## EXERCISE BRIEF
Could you transcribe every entry below exactly, leaving out the pictures?

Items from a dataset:
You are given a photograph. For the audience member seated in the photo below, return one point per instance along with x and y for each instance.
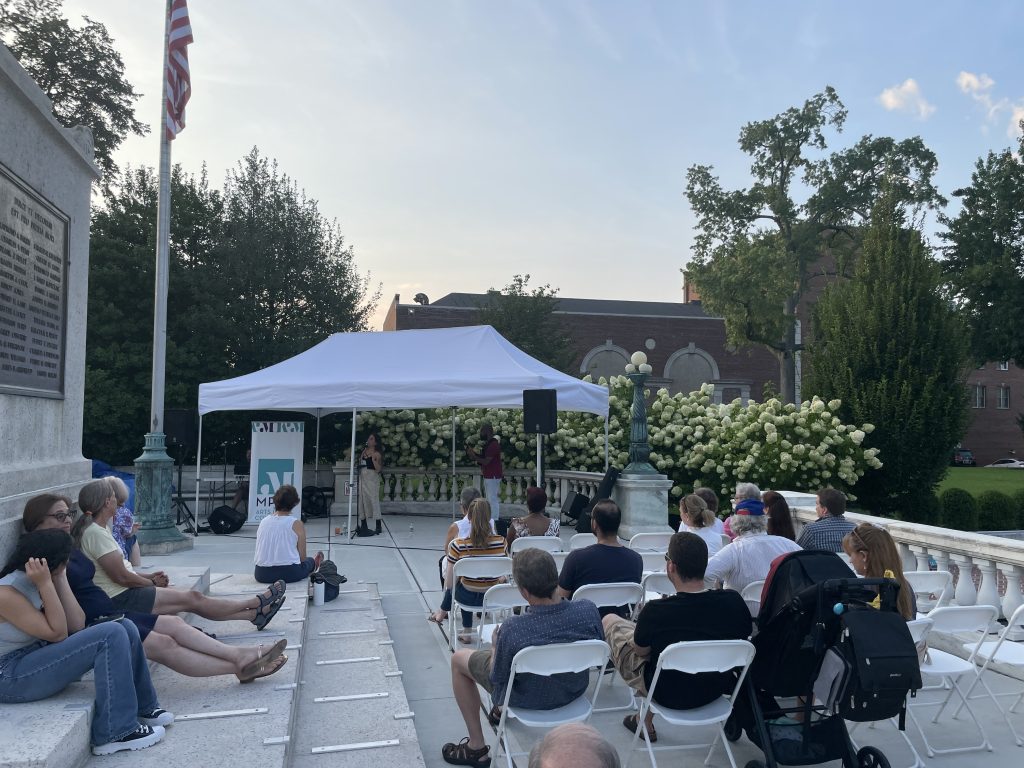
(749, 557)
(123, 526)
(573, 745)
(481, 542)
(150, 594)
(281, 543)
(167, 640)
(696, 518)
(537, 522)
(44, 647)
(826, 532)
(873, 554)
(779, 516)
(603, 562)
(458, 529)
(692, 613)
(549, 621)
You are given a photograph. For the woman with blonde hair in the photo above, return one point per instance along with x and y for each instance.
(481, 542)
(873, 554)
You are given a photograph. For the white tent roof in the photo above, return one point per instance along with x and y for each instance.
(472, 367)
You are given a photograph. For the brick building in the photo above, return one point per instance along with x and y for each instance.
(687, 347)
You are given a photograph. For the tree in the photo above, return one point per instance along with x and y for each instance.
(895, 351)
(78, 69)
(985, 256)
(757, 249)
(526, 318)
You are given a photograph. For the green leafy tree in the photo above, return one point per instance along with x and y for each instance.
(985, 255)
(758, 248)
(895, 352)
(78, 69)
(526, 317)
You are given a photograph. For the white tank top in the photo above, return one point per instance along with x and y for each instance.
(276, 543)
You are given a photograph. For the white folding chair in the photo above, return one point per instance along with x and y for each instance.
(474, 567)
(920, 628)
(1001, 652)
(752, 596)
(579, 541)
(551, 659)
(651, 542)
(693, 657)
(547, 543)
(949, 669)
(500, 600)
(933, 589)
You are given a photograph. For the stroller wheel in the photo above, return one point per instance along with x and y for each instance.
(869, 757)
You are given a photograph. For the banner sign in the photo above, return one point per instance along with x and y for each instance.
(276, 461)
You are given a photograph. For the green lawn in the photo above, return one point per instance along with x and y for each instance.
(976, 479)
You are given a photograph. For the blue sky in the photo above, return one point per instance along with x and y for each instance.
(460, 142)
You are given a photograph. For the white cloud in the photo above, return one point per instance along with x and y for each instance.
(906, 97)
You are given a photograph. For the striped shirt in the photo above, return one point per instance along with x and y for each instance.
(460, 548)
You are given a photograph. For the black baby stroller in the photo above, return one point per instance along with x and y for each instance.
(819, 638)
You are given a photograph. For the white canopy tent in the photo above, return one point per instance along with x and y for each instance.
(469, 367)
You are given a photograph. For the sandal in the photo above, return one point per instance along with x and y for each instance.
(630, 721)
(460, 754)
(252, 670)
(263, 617)
(266, 669)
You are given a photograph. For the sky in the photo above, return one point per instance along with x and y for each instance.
(459, 142)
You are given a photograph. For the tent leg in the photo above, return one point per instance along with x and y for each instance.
(351, 483)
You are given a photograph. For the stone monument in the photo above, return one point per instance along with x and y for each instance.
(46, 174)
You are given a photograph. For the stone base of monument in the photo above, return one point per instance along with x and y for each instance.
(644, 502)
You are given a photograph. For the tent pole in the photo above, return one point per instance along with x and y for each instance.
(351, 483)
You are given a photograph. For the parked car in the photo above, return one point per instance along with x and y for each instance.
(963, 458)
(1007, 464)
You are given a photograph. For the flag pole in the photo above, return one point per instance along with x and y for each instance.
(154, 469)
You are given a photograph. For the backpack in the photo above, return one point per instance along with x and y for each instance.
(879, 666)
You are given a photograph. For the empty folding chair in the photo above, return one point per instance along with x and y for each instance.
(474, 567)
(551, 659)
(933, 589)
(694, 657)
(547, 543)
(949, 669)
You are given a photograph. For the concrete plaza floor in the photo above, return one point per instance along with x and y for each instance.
(402, 562)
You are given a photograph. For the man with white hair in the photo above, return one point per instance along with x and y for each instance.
(749, 557)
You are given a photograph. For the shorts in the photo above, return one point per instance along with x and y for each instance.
(629, 664)
(136, 599)
(479, 669)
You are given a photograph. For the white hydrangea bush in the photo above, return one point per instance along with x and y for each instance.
(692, 440)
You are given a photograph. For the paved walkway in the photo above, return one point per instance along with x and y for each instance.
(401, 566)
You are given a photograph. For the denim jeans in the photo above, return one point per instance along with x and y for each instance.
(113, 650)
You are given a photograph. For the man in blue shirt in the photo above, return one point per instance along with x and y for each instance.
(549, 621)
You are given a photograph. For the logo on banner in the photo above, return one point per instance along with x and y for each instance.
(270, 475)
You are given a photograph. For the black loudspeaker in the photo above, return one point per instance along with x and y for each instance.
(540, 411)
(180, 427)
(226, 519)
(574, 504)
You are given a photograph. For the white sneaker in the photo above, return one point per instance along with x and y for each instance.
(139, 738)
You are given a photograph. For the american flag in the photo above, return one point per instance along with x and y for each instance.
(178, 84)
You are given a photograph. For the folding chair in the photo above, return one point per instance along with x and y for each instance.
(474, 567)
(551, 659)
(692, 657)
(651, 542)
(920, 629)
(499, 600)
(928, 583)
(611, 596)
(1012, 654)
(579, 541)
(950, 668)
(547, 543)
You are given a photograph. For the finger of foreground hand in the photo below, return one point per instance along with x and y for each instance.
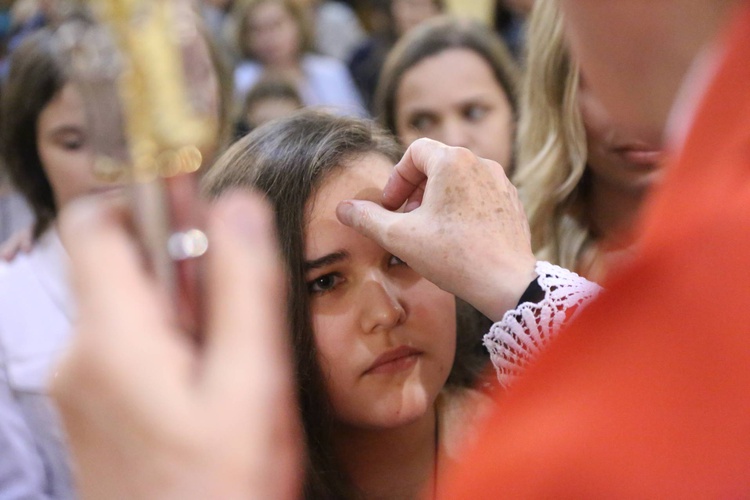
(246, 338)
(409, 174)
(123, 324)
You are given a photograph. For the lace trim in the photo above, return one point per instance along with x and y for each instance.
(525, 331)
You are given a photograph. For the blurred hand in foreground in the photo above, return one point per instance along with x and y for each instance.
(150, 415)
(464, 227)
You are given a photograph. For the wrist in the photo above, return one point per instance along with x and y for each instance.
(504, 289)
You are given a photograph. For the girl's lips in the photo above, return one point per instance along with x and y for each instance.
(395, 360)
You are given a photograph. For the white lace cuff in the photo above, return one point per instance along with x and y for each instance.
(523, 333)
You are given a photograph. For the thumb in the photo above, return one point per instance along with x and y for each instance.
(373, 221)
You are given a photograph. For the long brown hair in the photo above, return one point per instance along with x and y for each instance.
(435, 36)
(288, 160)
(37, 73)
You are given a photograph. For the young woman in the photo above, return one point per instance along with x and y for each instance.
(454, 81)
(374, 342)
(582, 179)
(274, 39)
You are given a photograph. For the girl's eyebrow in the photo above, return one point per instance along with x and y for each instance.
(326, 260)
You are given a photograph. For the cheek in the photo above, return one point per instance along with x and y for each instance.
(435, 310)
(333, 339)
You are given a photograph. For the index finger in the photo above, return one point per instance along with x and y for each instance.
(409, 174)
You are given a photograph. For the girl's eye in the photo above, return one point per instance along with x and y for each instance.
(72, 142)
(395, 261)
(324, 283)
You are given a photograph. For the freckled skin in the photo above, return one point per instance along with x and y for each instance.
(473, 236)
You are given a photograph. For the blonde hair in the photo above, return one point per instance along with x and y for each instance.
(551, 143)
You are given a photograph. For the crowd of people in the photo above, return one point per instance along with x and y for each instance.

## TASK RESPONSE
You are given a photograph. For the audience member seated in the photo below, return one point per instance along with x and y for each instance.
(749, 557)
(123, 526)
(573, 745)
(481, 542)
(150, 594)
(281, 543)
(167, 640)
(696, 518)
(537, 522)
(44, 647)
(826, 532)
(873, 554)
(779, 516)
(603, 562)
(458, 529)
(692, 613)
(549, 621)
You are given a photograph. For the woman with blonde hair in the photo above, return one point per instance along with x and y for each instance.
(481, 542)
(873, 554)
You are given a photograph. For the white tent roof in the photo above, return one point per instance along with x and y for each instance.
(472, 367)
You are given a photograph. For the brick building in the photo above, return one point per instance along with x and y for each instance.
(687, 347)
You are given a photograph. For the tree in the photo above, return one point per instance along with x and y for each instance.
(895, 351)
(78, 69)
(985, 256)
(757, 249)
(526, 318)
You are given a photograph. For the green leafy tree in the photo above, return one point per instance along with x and y for each instance.
(985, 255)
(758, 248)
(895, 352)
(78, 69)
(526, 317)
You are given a photograph. For the white tank top in the photo above, return one point per instance along with x and y for each instance.
(276, 543)
You are given a photograph. For the white folding chair in the photo above, return one point per instance along with x and y for each instance.
(474, 567)
(920, 628)
(1001, 652)
(752, 596)
(579, 541)
(551, 659)
(651, 542)
(693, 657)
(547, 543)
(949, 669)
(500, 600)
(933, 589)
You are given a photograph. For the stroller wheel in the photo above, return one point per instance along with x and y for each instance.
(869, 757)
You are given a photograph. For the banner sign in the photo above, return one point per instance along with x and y for each instance.
(276, 461)
You are given a photograph. For the green lawn in the photo above, return one point per instance along with x and y for each instance.
(976, 479)
You are given a photograph. For the blue sky in the photo above, return one point per instance along with x and y for each instance.
(460, 142)
You are given a photograph. For the white cloud in the photo above, return one point per instance along with x and y for each instance.
(906, 97)
You are given a photograph. For the striped shirt in the photo above, return one point per instance along with x and y for each instance.
(460, 548)
You are given a photograph. For the black baby stroller in the photo above, return one point per instance along with x and y for each instance.
(819, 638)
You are given a photograph. For the white canopy tent in the photo above, return one point per instance along with x and y for each instance.
(469, 367)
You are given a photograph. For the sandal in the photo above, return one point per instance along with x and y for each instance.
(630, 721)
(460, 754)
(252, 670)
(263, 617)
(266, 669)
You are given a photograph. For the sky in the photo above, return one point per instance along with x and y for each instance.
(459, 142)
You are given a photograph. For the tent leg in the photo above, return one point per instance along with x and y for each instance.
(351, 483)
You are given a photograph. For the stone monument in the photo above, return one point per instance along with x and y for each instance.
(46, 174)
You are given a photograph. For the stone base of monument in the photo above, return one point per instance along with x and y for each instance.
(644, 502)
You are given a photograph. For the tent pole in the photo above, return one point per instance along with x and y for each instance.
(351, 483)
You are given a photograph. For the parked car in the photo above, return one point per instance along with x and y for each instance.
(963, 458)
(1007, 464)
You are given a photograph. For the flag pole in the photo above, return one point per instance along with x and y for each instance.
(154, 469)
You are given a photograph. For the backpack in the photo above, return one point per instance along with x and y for each instance.
(879, 666)
You are given a photograph. For the empty folding chair in the photo above, return one point per instance along with x and y for each instance.
(474, 567)
(551, 659)
(933, 589)
(694, 657)
(547, 543)
(949, 669)
You are given a photograph. For the concrete plaza floor in the photo above, return one point per instance along with x and y for each instance.
(402, 562)
You are given a photograph. For the man with white hair in the photo above, return one point per instance along with x and y for each instance.
(749, 557)
You are given a photograph. For the shorts in the photo above, return one point per instance along with x and y for each instance.
(629, 664)
(136, 599)
(479, 669)
You are given a photograph. For the white hydrangea bush in the photo above, return one point per instance along with x and y for each instance.
(692, 440)
You are given a photograph. For the paved walkway in the photo above, return one point per instance along with x and y for each instance.
(401, 566)
You are given a photograph. For the denim jeans in the photo above, return one point per instance along with x and y for each instance.
(113, 650)
You are given a photograph. For the man in blue shirt in the photo above, return one point per instance along with x and y for each instance.
(549, 621)
You are given a photograph. For the logo on banner in the photo above, return one point per instance along with x and y for each instance.
(270, 475)
You are given a photograph. For the black loudspeaker in the photo above, return one point per instance along with x and y for each instance.
(540, 411)
(180, 427)
(226, 519)
(574, 504)
You are given a photograph. For the white sneaker in the photo above, return one point per instance along with x and y for each instance.
(139, 738)
You are given a photograph. For the american flag in the photo above, return one point per instance along with x and y for each instance.
(178, 84)
You are given a photograph. For the folding chair in the photo above, return one point per instance along with x and y for each instance.
(474, 567)
(551, 659)
(692, 657)
(651, 542)
(920, 629)
(499, 600)
(928, 583)
(611, 596)
(1012, 654)
(579, 541)
(950, 668)
(547, 543)
You are given a photograph. For the finger of foreground hand in the photo below, return one point per instance along with x and y for each instance.
(246, 338)
(409, 174)
(123, 324)
You are given a photograph. For the lace trim in the photo above, return one point per instance along with x and y for each instance.
(525, 331)
You are given a photograph. For the blurred hand in foreground in the photo above, return one point per instance along with x and y for each instance.
(150, 415)
(464, 227)
You are given a photograph. For the wrist in the photo above, return one point per instance along with x and y for each instance.
(504, 289)
You are given a photograph. For the girl's lips in the photo above, return one point per instance along with x and y for each instance.
(395, 360)
You are given a photograph. For the white lace cuff in the photo above, return one point per instance along with x and y for each instance.
(523, 333)
You are given a photograph. For the thumb in the photo above, return one point per instance along with x and y for each instance.
(373, 221)
You are given a photograph. For the long brown hair in the photo above, return one point per instance along with x and y for each instance.
(435, 36)
(288, 160)
(37, 73)
You are given a photograph. For the young woman in the photo above, return one point per instance along with x and y for each instance.
(454, 81)
(374, 342)
(582, 179)
(274, 39)
You are given a photograph. For the girl's eyebrow in the photo above, return one point per instance along with x and y for each instance.
(326, 260)
You are given a photograph. For the cheek in the photo above, return one point per instance along with x and y for each instance.
(435, 310)
(333, 339)
You are given a photograph. For the index finger in the photo above, return one point per instance along with x and y for each instance.
(409, 174)
You are given a photograph. For the girl's eye in the photo above, return one point per instance along with x and y for each instance.
(72, 142)
(395, 261)
(324, 283)
You are given a photograph. For the freckled skin in the photo above, return one point per instance along with x and y for each instance.
(473, 236)
You are given a photograph. For the blonde hair in the photo above, return one point per instance along with x and y for each instance.
(551, 143)
You are given a photograph. For the crowd of people in the photo above, return one point per instance along with x and y for each instance.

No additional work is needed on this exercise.